▶ _TRECHO SELECIONADO_:
╔══

O Homem que Vive a Abençoar
Bênção, painho!
Nossas conversas sempre são
encerradas com uma bênção. Assim é comigo, mas também é com os demais
filhos/as, netos/as, com vizinhos/as, amigos/as e com todas as pessoas que
cruzam seu caminho.
Quando estamos juntos, a bênção para
dormir e a bênção ao acordar, não pode faltar. À distância, pelo telefone, sua bênção
é enviada sempre que nos falamos. Nestes tempos de pandemia, em que estamos
conversando quase todos os dias e às vezes até mais de uma vez por dia, a
bênção se repete a cada diálogo. Não precisa pedir. Ele o faz como algo natural
de seu modo de ser.
As bênçãos partem espontaneamente
parecendo brotar direto do coração. Tem algumas dessas bênçãos que se repetem desde
que me dei conta de sua existência em minha vida como meu pai: Deus te proteja;
Deus te crie para o bem; Deus te faça feliz; Deus te livre de todos os males;
Deus seja a administração de sua vida; Deus oriente os teus caminhos, etc. Agora,
em tempos de pandemia, tem acrescentado: Deus te livre do corona vírus e também livre
todas as pessoas que convivem com você. Fico pensando na força destas bênçãos e
seu efeito em minha/nossas vidas, mas, penso sobretudo, no ato de abençoar. No
fundo, ele não apenas abençoa, mas revela a bênção que ele é e que cada pessoa abençoada
é para ele.
Abençoar é uma experiência mística.
Na trajetória de libertação do povo hebreu, libertos da escravidão no Egito,
Moisés aprendeu e recebeu a tarefa de ensinar sobre como abençoar: “O Senhor te
abençoe e te guarde. O Senhor mostre a sua face e conceda-te a sua graça. O
Senhor volva o seu rosto para ti e te dê a paz!” (Nm. 6, 24-27).

╚══

▶ _TAREFA A_: Resuma o trecho selecionado em duas frases.
▶ _TAREFA B_: Transcreva do trecho selecionado a passagem entre "Quando estamos juntos, a" e "modo de ser.", inclusive.
▶ _TAREFA C_:
Responda, com base no trecho selecionado:
(i) Com que frequência pai e filho ou filha conversam nestes tempos de pandemia?
(ii) Que bênção o pai acrescentou durante a pandemia?
(iii) Qual referência bíblica acompanha as palavras ensinadas a Moisés?
O material que vem depois do trecho é dispensável para resolver o que se pede.

▶ _MATERIAL PARA ANÁLISE_:

╔══

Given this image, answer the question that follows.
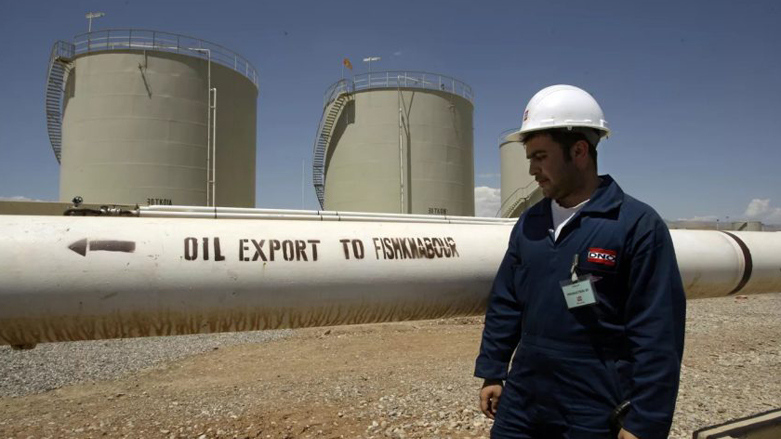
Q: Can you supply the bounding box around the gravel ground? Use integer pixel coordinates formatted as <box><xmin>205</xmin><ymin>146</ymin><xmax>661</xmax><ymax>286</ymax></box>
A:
<box><xmin>0</xmin><ymin>293</ymin><xmax>781</xmax><ymax>439</ymax></box>
<box><xmin>0</xmin><ymin>330</ymin><xmax>292</xmax><ymax>397</ymax></box>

╚══

▶ _RESPOSTA A_: O pai de quem escreve encerra toda conversa com uma bênção, seja com filhos, netos, vizinhos, amigos ou qualquer pessoa que cruze seu caminho, e na pandemia passou a pedir também proteção contra o coronavírus. O texto afirma que abençoar é uma experiência mística e lembra que Moisés recebeu a tarefa de ensinar a abençoar.

▶ _RESPOSTA B_:
Quando estamos juntos, a bênção para
dormir e a bênção ao acordar, não pode faltar. À distância, pelo telefone, sua bênção
é enviada sempre que nos falamos. Nestes tempos de pandemia, em que estamos
conversando quase todos os dias e às vezes até mais de uma vez por dia, a
bênção se repete a cada diálogo. Não precisa pedir. Ele o faz como algo natural
de seu modo de ser.

▶ _RESPOSTA C_:
(i) Quase todos os dias e às vezes até mais de uma vez por dia.
(ii) "Deus te livre do corona vírus e também livre todas as pessoas que convivem com você."
(iii) Nm. 6, 24-27.